* [Point localization data]
▶

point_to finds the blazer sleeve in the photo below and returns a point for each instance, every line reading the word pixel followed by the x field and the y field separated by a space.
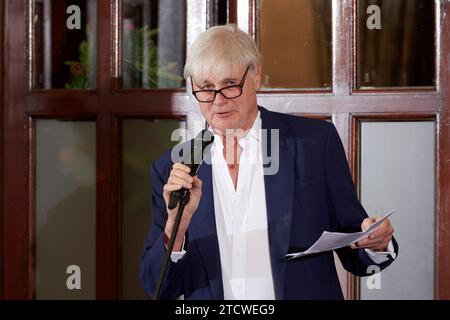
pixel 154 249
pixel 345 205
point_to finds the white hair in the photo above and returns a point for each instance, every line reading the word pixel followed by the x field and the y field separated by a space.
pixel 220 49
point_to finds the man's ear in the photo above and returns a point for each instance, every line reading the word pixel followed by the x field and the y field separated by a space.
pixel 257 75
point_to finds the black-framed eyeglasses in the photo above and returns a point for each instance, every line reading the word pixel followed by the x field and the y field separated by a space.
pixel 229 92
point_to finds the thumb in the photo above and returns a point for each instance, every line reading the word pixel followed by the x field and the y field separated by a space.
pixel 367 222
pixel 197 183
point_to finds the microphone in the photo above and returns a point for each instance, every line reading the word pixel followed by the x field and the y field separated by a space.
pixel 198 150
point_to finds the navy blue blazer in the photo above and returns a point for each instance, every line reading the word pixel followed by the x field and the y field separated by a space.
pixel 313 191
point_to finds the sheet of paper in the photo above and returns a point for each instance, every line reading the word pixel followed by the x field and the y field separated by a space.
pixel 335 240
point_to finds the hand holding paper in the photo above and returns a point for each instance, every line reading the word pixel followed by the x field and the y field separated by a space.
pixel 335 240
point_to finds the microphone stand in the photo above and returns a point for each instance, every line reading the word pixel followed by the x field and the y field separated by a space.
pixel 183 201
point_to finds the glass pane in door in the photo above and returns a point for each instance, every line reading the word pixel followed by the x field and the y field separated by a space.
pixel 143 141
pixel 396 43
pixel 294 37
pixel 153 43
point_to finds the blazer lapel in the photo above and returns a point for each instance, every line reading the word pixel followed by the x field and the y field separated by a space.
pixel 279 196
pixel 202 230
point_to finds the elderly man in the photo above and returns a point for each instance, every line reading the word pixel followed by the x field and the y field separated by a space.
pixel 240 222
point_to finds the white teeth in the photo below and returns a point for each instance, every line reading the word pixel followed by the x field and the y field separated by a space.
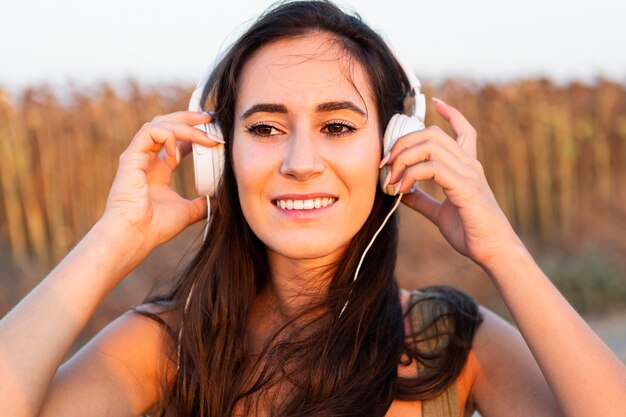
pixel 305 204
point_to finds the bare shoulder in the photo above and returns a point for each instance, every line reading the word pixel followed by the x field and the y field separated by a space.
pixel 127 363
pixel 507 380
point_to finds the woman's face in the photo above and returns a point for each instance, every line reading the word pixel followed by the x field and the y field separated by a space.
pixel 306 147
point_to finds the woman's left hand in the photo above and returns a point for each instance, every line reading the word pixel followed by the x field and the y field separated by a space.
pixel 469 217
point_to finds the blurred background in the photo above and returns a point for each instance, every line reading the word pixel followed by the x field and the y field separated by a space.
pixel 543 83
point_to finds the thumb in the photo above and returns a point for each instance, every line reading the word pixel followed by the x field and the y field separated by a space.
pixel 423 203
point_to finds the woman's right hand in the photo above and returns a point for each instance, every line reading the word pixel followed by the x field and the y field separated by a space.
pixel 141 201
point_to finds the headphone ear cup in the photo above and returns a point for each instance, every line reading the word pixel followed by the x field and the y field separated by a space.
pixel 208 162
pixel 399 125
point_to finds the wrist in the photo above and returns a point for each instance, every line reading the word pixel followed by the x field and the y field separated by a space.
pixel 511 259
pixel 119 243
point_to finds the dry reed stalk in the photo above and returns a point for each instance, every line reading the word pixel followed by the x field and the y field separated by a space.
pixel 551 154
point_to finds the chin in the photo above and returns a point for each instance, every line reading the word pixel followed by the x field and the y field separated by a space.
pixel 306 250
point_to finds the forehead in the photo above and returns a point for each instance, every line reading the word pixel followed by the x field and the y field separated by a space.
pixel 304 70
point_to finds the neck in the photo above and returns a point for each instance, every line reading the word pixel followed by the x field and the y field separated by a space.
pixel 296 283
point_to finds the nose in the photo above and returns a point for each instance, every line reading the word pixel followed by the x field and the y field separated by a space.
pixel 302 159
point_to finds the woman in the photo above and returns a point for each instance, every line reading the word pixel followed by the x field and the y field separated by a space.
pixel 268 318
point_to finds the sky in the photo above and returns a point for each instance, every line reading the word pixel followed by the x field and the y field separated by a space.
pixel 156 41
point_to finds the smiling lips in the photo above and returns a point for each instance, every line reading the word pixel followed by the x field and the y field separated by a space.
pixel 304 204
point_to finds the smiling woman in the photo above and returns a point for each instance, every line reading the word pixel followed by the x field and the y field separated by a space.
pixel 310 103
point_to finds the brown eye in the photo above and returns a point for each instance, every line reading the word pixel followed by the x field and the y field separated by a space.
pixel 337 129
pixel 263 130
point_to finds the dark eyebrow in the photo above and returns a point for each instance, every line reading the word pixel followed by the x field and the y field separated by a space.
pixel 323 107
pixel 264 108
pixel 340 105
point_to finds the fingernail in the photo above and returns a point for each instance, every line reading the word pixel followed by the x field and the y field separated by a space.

◀
▶

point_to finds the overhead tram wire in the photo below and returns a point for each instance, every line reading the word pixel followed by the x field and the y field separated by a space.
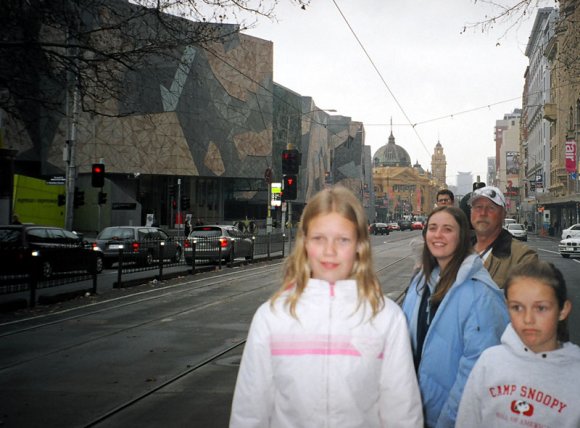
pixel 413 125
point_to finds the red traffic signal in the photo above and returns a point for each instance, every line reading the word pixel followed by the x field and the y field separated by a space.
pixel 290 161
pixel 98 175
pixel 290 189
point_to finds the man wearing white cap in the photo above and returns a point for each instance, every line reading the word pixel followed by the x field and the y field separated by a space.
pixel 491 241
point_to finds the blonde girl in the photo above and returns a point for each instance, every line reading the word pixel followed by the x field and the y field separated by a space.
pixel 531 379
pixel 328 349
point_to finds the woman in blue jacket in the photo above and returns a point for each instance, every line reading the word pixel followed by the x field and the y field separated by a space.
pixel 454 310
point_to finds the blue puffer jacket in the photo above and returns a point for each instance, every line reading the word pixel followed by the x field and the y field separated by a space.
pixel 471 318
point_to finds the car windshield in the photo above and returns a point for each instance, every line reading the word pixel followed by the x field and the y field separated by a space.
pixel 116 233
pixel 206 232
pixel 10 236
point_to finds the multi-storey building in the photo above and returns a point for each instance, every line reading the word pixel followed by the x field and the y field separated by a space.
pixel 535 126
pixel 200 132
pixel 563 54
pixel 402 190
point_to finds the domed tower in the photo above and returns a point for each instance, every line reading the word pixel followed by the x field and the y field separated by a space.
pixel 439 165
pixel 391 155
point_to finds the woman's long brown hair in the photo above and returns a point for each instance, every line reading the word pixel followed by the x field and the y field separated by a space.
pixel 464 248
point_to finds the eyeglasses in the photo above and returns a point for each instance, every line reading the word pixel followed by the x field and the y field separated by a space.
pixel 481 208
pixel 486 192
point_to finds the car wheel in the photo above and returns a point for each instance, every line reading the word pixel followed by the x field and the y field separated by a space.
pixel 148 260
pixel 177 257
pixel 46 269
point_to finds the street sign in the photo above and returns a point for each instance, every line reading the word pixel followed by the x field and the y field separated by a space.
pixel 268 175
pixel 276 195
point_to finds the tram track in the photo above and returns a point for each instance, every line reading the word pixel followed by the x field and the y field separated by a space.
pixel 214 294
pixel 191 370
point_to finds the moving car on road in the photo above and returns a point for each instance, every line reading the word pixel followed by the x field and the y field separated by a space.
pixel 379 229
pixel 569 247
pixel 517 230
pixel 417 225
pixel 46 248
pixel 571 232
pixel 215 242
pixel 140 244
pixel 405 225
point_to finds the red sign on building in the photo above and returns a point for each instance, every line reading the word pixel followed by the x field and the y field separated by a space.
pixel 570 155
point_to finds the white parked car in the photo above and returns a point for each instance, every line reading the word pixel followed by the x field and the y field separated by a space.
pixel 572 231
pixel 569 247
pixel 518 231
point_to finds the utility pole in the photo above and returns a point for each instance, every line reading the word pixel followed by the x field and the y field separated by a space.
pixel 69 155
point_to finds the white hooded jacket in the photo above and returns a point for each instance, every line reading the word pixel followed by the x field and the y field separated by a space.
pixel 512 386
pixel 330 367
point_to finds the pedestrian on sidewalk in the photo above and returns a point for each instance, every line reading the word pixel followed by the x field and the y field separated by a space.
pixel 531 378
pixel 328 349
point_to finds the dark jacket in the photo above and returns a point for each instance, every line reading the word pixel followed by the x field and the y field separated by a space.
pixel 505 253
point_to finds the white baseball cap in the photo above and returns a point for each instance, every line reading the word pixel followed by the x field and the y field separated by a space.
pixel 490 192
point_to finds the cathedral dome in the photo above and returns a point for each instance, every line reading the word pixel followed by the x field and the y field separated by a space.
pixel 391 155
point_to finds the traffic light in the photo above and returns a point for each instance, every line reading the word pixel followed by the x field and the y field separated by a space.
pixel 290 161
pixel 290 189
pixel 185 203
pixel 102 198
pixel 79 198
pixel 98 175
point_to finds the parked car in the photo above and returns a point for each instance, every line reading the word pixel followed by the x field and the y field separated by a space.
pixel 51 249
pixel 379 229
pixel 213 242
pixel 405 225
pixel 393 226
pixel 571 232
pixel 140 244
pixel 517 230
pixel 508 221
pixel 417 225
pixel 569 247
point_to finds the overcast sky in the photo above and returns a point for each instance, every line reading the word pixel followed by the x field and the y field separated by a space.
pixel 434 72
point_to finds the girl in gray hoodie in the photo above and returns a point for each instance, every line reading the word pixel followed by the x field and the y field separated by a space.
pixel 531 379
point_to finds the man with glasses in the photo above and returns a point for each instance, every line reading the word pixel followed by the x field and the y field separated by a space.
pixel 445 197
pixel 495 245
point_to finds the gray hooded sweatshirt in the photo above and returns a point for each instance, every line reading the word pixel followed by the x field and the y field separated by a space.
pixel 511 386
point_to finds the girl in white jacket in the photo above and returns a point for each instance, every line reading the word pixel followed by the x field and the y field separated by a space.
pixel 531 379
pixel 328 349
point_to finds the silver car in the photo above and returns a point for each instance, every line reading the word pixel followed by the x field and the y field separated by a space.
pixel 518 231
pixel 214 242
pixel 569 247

◀

* [Work instruction] Leave out every line above except those from the line with "point_to finds the dark eyebrow" up to and including the line with "point_to finds the fingernail", and copy those exactly.

* [Expected answer]
point_to finds the dark eyebrow in the photo above and returns a point for each instance, every line reading the word pixel followed by the x field and the y field separated by a space.
pixel 323 107
pixel 264 108
pixel 340 105
point_to finds the fingernail in the photo above and returns a point for each instance, every line reading the word pixel followed by the x field and the y field separated by a space.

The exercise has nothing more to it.